*WRITTEN EXERCISE A*:
Answer these questions about the extract on pre-War table tennis leagues:
(i) Which two seasons does the extract cover?
(ii) Who captained the Baltimore team?
(iii) What was New York's record in the round-robin competition?
*WRITTEN EXERCISE B*: Pick up the extract on pre-War table tennis leagues after its final sentence and continue it.

*EXTRACT PROVIDED*:
/---

The popularity of leagues, especially men’s leagues, along with intercity and intra-city team play, that we’d seen in Volume I, continued during both the 1939-40/1940-41 seasons. Here are some examples of how in these two remaining pre-War years they flourished in all their variety in all parts of the country.
The powerful Eastern 1939-40 Intercity League consisted of six men on each of five teams—Philadelphia (the Defending Champion), Newark (Captained by Essex TTA Treasurer Bill Cross, who by season’s end would be U.S. #26), Washington (Captained by 1938 U.S. World Team Leader and former USATT President Morris Bassford), Baltimore (Captained by Maryland TTA President Dr. David N. Banen), and New York (Captained by Richard Geiger, described by Topics as "that anomaly, an excellent table tennis player who is also an excellent official"). New York (4-0) would win this round-robin competition, but only after two 10-9 wins—first against Philadelphia when Eddie Pinner and Dan Klepak eeked out a 25-23 deciding game against Izzy Bellis and Paul Capelle, and then against 2nd-place Newark, after Cross had upset Sol Schiff and Charlie Schmidt.

\---

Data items
/---

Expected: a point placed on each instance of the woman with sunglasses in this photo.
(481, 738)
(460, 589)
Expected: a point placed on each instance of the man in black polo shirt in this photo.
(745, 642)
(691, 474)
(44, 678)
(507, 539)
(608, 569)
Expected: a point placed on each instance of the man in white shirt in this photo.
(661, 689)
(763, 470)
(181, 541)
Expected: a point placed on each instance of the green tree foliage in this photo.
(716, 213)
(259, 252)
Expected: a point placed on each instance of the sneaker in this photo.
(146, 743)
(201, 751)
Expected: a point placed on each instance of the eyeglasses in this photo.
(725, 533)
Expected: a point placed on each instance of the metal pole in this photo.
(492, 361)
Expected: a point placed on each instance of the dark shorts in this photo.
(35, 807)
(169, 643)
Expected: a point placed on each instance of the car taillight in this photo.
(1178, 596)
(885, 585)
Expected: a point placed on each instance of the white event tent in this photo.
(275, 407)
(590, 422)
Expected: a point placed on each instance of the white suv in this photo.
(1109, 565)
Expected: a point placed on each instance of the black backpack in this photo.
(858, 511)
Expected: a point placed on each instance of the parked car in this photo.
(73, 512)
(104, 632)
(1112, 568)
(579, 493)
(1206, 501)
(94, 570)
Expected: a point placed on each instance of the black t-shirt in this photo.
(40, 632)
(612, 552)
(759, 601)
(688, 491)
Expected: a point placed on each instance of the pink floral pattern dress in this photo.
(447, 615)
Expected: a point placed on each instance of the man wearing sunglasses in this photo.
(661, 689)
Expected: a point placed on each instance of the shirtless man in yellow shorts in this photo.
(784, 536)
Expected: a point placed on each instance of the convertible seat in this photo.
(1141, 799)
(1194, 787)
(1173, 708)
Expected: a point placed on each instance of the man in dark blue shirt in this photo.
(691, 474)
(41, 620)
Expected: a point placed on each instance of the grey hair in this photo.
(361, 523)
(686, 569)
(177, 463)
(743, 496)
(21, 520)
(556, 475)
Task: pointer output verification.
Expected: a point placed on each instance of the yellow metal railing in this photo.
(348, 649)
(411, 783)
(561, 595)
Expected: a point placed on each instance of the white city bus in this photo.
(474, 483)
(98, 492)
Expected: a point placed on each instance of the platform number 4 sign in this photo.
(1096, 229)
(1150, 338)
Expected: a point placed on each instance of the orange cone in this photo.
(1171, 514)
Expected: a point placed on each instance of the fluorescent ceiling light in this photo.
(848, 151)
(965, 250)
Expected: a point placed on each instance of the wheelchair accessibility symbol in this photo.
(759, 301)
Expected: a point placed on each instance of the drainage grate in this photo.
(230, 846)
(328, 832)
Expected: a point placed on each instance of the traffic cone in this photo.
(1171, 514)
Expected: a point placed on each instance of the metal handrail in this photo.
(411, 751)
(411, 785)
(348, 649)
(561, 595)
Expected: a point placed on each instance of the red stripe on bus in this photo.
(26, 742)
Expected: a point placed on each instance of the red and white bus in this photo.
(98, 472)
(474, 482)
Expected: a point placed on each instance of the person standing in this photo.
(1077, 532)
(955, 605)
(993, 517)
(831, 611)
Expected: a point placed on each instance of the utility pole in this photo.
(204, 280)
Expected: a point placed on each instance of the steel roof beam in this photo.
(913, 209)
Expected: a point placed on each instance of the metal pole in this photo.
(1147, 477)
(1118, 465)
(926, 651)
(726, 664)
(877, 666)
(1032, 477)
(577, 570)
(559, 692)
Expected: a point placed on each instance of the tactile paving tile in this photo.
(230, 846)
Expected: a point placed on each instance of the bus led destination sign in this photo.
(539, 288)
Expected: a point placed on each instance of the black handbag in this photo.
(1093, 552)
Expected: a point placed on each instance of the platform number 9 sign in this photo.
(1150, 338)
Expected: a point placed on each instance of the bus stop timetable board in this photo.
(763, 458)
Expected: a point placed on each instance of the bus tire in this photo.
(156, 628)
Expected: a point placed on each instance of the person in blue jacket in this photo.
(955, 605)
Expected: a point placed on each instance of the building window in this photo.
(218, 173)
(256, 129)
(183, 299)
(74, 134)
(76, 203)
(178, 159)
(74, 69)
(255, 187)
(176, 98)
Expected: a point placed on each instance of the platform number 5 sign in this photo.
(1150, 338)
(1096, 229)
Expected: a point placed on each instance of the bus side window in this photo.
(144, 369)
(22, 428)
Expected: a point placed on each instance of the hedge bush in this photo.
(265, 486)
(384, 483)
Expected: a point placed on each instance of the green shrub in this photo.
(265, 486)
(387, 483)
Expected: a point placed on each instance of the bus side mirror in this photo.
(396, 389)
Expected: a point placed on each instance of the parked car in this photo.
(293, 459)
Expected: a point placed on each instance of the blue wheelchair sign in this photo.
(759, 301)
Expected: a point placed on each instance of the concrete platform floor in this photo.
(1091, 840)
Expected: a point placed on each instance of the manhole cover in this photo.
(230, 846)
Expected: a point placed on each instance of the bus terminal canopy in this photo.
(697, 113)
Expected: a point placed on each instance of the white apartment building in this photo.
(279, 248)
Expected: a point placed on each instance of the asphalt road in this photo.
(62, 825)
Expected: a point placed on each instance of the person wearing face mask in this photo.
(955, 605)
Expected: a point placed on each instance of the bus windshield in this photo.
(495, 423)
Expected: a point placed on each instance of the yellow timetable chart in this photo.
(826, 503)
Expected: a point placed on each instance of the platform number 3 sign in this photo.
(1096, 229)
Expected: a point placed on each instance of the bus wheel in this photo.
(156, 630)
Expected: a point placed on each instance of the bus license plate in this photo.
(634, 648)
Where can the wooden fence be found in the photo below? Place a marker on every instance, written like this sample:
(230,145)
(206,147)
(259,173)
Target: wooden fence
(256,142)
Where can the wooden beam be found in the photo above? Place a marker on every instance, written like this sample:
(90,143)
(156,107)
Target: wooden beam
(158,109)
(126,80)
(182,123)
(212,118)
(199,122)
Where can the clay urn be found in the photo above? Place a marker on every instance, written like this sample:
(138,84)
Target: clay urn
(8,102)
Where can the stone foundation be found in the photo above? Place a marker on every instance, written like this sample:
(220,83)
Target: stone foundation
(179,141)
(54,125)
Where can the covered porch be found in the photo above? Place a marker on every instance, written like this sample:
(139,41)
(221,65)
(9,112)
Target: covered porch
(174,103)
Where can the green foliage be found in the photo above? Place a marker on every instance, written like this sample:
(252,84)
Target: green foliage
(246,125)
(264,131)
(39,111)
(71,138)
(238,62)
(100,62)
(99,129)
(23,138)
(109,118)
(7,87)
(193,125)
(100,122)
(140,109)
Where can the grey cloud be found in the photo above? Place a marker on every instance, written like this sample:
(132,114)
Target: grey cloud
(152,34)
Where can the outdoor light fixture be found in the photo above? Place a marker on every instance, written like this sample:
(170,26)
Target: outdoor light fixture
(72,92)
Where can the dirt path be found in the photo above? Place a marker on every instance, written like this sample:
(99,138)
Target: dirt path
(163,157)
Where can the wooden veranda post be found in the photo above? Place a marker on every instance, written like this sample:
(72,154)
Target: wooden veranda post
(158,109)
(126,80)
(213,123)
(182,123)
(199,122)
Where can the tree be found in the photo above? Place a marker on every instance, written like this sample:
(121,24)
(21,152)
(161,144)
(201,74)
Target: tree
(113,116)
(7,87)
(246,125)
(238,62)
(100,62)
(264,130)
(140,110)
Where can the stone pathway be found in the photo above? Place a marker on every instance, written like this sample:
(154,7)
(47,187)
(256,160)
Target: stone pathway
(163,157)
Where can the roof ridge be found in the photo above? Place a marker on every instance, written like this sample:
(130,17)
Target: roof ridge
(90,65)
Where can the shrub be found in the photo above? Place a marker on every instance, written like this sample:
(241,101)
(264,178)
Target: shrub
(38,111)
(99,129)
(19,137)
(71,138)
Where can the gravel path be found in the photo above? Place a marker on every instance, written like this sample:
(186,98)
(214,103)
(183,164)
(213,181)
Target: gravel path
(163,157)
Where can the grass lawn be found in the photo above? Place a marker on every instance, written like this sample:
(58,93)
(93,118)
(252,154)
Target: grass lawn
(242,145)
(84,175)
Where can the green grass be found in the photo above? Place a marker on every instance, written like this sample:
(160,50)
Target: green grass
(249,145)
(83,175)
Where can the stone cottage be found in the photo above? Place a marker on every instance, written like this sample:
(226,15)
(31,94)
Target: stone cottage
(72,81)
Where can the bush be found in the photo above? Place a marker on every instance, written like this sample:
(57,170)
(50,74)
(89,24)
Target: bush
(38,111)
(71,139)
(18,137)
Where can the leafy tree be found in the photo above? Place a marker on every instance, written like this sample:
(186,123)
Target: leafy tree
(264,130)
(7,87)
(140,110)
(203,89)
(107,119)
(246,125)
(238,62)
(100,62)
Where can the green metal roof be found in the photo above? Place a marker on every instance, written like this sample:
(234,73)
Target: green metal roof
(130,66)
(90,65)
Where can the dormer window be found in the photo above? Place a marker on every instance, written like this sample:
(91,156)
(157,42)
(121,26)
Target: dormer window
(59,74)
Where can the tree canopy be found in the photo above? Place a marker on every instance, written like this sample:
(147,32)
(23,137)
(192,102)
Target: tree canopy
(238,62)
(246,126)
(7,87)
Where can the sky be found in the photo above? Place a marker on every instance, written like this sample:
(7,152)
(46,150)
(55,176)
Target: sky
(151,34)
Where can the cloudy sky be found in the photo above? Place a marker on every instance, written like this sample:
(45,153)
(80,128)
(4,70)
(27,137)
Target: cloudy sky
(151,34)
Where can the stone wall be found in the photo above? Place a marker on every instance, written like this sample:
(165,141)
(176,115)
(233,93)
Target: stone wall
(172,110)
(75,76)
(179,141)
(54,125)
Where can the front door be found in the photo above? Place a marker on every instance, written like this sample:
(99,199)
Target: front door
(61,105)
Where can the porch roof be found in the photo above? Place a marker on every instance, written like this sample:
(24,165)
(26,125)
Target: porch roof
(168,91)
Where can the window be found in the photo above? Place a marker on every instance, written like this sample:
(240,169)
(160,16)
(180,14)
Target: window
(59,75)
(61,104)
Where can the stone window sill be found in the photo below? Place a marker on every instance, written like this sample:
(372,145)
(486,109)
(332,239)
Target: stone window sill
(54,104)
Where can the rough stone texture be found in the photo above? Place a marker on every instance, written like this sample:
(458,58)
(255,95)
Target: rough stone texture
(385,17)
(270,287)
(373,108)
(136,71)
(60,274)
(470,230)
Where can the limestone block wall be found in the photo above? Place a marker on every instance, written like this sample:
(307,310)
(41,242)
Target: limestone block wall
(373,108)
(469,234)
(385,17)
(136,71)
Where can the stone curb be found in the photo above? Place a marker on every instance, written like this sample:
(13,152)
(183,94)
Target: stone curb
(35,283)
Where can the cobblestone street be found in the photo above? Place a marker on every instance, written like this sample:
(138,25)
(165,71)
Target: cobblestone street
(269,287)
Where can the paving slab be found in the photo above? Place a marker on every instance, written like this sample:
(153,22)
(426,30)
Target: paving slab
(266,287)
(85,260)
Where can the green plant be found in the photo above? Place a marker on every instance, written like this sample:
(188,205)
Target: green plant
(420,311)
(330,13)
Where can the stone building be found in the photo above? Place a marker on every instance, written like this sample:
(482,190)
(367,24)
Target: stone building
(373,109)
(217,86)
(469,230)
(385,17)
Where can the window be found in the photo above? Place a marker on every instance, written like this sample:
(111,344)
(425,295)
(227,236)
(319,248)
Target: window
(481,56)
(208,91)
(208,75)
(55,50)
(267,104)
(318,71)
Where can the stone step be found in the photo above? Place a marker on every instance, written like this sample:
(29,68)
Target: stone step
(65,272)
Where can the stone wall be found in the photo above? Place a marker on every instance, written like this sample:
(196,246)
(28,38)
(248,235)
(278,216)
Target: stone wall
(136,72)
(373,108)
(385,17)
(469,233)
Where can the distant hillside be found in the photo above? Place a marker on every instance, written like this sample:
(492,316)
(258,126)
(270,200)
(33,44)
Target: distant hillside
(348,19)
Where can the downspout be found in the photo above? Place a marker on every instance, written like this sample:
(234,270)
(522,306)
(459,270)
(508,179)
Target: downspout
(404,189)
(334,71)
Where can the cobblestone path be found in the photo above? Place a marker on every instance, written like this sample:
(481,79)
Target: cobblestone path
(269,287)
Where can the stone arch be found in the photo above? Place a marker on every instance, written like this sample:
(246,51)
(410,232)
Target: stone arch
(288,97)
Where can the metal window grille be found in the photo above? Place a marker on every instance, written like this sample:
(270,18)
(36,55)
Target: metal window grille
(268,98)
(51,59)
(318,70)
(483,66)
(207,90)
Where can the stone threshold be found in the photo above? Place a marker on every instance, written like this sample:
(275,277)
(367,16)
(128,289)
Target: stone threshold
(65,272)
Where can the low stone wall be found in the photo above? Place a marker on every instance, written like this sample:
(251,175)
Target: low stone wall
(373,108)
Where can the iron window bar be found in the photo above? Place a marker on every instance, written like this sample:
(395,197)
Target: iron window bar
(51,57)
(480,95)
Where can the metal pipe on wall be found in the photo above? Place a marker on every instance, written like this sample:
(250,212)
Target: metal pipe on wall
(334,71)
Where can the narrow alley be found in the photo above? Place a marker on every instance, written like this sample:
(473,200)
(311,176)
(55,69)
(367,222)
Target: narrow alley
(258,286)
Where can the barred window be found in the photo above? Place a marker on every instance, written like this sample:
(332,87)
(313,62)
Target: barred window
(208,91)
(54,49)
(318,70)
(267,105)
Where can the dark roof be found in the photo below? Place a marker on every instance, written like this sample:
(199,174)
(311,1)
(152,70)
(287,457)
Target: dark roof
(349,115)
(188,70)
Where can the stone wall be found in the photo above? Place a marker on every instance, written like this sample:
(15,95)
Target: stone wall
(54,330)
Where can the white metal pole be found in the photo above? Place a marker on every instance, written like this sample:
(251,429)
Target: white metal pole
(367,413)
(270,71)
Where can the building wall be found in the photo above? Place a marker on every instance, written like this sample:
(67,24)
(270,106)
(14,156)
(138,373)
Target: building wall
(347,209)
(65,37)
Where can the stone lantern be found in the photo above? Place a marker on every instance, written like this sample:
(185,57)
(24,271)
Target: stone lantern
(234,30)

\---

*RESULT A*:
(i) The 1939-40 and 1940-41 seasons.
(ii) Dr. David N. Banen, Maryland TTA President.
(iii) 4-0.

*RESULT B*:
Of course each of these cities had its own leagues. Also, outside Philadelphia, there was a 1939-40 Eastern Pennsylvania League consisting of teams from York, Reading, Harrisburg, and Lancaster.
As in the case of Reading, where the Feb., 1940 Eastern’s are to be held, or Lancaster, site of the Dec., 1939 Pennsylvania Open, interest in league play sometimes leads to an interest in putting on tournaments. Tournament Chair Mel Evans, Jr.—inspired perhaps by a Lancaster Franklin and Marshall University Professor of Education who did a study that concluded that swimming, tennis, and table tennis were the three most popular sports in the U.S.—enthusiastically hyped the Pennsylvania Open, even went so far as to not only invite the real West Coast players but popular movie star Ginger Rogers.
The actress was pictured on the Dec., ‘39 cover of Topics with a sandpaper racket in hand, serving a karate-cut slice of sidespin to her costumed opponent, Santa. She’d even penned a lead article in the magazine (5)—though not to everyone’s liking. "I have been annoyed," one reader was later to write (TTT, Feb., 1940, 21), "at seeing pictures of moviedom’s great and having to skip the drivel with which the articles drip." The 28-year-old Ginger (nee Virginia Katherine McMath of Independence, Missouri) spoke of how much she depends on the game for "exercise and diversion," and how much fun playing the game is for, oh, say, her movie-star friends Jimmy Stewart and Henry Fonda. In answer to Evans’s invitation to her to come east to Lancaster and play in the tournament, she responded with a nice letter, "regretting she couldn’t be on hand to compete, but her studio contract forbids extra activity."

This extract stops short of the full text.